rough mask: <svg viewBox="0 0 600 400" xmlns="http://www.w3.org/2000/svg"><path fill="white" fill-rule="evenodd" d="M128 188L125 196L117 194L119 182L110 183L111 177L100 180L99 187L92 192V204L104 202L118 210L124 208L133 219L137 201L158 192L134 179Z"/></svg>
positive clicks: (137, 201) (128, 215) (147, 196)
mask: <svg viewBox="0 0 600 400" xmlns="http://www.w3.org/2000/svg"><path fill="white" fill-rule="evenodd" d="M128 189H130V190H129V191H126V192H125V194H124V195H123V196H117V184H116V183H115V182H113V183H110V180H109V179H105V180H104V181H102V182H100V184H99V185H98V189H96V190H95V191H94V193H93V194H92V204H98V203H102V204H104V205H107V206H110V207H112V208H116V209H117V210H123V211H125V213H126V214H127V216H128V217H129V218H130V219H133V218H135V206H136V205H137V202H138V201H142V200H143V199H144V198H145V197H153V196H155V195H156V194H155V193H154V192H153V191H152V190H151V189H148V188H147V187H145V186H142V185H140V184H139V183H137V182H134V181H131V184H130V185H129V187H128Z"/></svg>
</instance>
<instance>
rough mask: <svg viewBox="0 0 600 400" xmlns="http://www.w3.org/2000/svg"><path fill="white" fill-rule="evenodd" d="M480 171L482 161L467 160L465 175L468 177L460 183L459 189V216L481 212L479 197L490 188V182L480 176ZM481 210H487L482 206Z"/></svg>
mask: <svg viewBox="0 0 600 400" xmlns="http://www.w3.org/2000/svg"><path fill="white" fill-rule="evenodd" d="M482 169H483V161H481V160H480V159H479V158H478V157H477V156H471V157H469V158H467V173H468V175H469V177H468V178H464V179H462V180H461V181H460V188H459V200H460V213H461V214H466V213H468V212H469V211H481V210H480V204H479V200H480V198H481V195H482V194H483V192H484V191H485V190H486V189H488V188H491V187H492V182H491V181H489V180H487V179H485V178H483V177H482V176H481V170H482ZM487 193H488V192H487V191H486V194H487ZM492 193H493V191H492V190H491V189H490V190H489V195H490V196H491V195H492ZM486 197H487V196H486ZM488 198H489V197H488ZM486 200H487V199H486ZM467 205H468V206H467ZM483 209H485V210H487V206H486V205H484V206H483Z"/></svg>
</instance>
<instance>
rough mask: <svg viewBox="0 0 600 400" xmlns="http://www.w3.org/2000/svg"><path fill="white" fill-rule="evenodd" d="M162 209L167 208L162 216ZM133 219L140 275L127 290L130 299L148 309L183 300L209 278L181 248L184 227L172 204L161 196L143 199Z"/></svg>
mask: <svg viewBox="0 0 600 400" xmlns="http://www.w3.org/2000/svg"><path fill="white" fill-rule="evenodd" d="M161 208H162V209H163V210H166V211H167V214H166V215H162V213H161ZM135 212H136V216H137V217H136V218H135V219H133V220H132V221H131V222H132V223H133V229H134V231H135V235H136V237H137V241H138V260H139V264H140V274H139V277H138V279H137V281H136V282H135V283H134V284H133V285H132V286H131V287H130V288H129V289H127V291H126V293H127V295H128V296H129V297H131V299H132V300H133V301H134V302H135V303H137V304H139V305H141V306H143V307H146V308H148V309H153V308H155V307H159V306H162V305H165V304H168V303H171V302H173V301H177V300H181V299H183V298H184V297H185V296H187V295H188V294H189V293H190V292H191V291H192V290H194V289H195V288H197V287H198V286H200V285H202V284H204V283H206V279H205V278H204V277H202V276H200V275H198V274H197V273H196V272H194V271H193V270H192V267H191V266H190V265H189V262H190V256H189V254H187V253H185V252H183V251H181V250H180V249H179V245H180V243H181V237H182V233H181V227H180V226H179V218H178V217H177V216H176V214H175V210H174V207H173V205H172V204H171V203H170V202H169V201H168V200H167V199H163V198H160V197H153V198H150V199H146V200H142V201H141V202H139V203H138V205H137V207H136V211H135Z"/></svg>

^^^^^^^^

Your answer must be an exact copy of every record.

rough mask: <svg viewBox="0 0 600 400" xmlns="http://www.w3.org/2000/svg"><path fill="white" fill-rule="evenodd" d="M128 188L125 196L117 194L119 182L110 183L111 177L100 180L99 187L92 192V204L104 202L118 210L124 208L133 219L137 201L158 192L134 179Z"/></svg>
positive clicks: (137, 201) (128, 215) (147, 196)
mask: <svg viewBox="0 0 600 400" xmlns="http://www.w3.org/2000/svg"><path fill="white" fill-rule="evenodd" d="M128 189H130V190H129V191H126V192H125V194H124V195H123V196H117V184H116V183H115V182H113V183H110V180H109V179H105V180H104V181H102V182H100V184H99V185H98V189H96V190H95V191H94V193H93V194H92V204H98V203H102V204H104V205H107V206H110V207H112V208H116V209H117V210H123V211H125V213H126V214H127V216H128V217H129V218H130V219H133V218H135V206H136V205H137V202H138V201H142V200H143V199H144V198H145V197H153V196H155V195H156V194H155V193H154V192H153V191H152V190H151V189H148V188H147V187H145V186H142V185H140V184H139V183H137V182H134V181H131V184H130V185H129V187H128Z"/></svg>
</instance>
<instance>
rough mask: <svg viewBox="0 0 600 400" xmlns="http://www.w3.org/2000/svg"><path fill="white" fill-rule="evenodd" d="M480 171L482 161L467 160L465 175L468 177L460 183L459 189V216L481 212L479 197L490 188V182L480 176ZM481 210H487L482 206Z"/></svg>
mask: <svg viewBox="0 0 600 400" xmlns="http://www.w3.org/2000/svg"><path fill="white" fill-rule="evenodd" d="M482 169H483V161H481V160H480V159H479V158H478V157H477V156H471V157H469V158H467V173H468V175H469V177H468V178H464V179H462V180H461V181H460V188H459V200H460V213H461V214H466V213H468V212H469V211H481V210H480V204H479V200H480V198H481V195H482V194H483V192H484V191H485V190H486V189H488V188H491V187H492V182H491V181H489V180H487V179H485V178H483V177H482V176H481V170H482ZM487 193H488V192H487V191H486V194H487ZM492 193H493V191H492V190H491V189H490V190H489V195H490V196H491V195H492ZM486 197H487V196H486ZM488 198H489V197H488ZM486 200H487V199H486ZM467 205H468V206H467ZM483 209H485V210H487V206H486V205H484V206H483Z"/></svg>
</instance>
<instance>
rough mask: <svg viewBox="0 0 600 400" xmlns="http://www.w3.org/2000/svg"><path fill="white" fill-rule="evenodd" d="M162 209L167 208L162 216ZM133 219L140 275L127 290L130 299L148 309L183 300L209 278L181 248L184 227L172 204L161 196L143 199Z"/></svg>
mask: <svg viewBox="0 0 600 400" xmlns="http://www.w3.org/2000/svg"><path fill="white" fill-rule="evenodd" d="M161 208H162V209H163V210H166V211H167V214H166V215H162V213H161ZM135 212H136V216H137V217H136V218H135V219H133V220H132V221H131V222H132V223H133V229H134V231H135V235H136V237H137V241H138V260H139V264H140V274H139V277H138V279H137V281H136V282H135V283H134V284H133V285H132V286H131V287H130V288H129V289H127V291H126V293H127V295H128V296H129V297H131V299H132V300H133V301H134V302H135V303H137V304H139V305H141V306H143V307H146V308H148V309H153V308H155V307H159V306H162V305H165V304H168V303H171V302H173V301H177V300H181V299H183V298H184V297H185V296H187V295H188V294H189V293H190V292H191V291H192V290H194V289H195V288H197V287H198V286H200V285H202V284H204V283H206V279H205V278H204V277H202V276H200V275H198V274H197V273H196V272H194V271H193V270H192V267H191V266H190V265H189V262H190V256H189V254H187V253H185V252H183V251H181V250H180V249H179V245H180V243H181V237H182V233H181V227H180V226H179V218H178V217H177V216H176V214H175V210H174V207H173V205H172V204H171V203H170V202H169V201H168V200H167V199H163V198H160V197H153V198H150V199H146V200H142V201H141V202H139V203H138V205H137V207H136V211H135Z"/></svg>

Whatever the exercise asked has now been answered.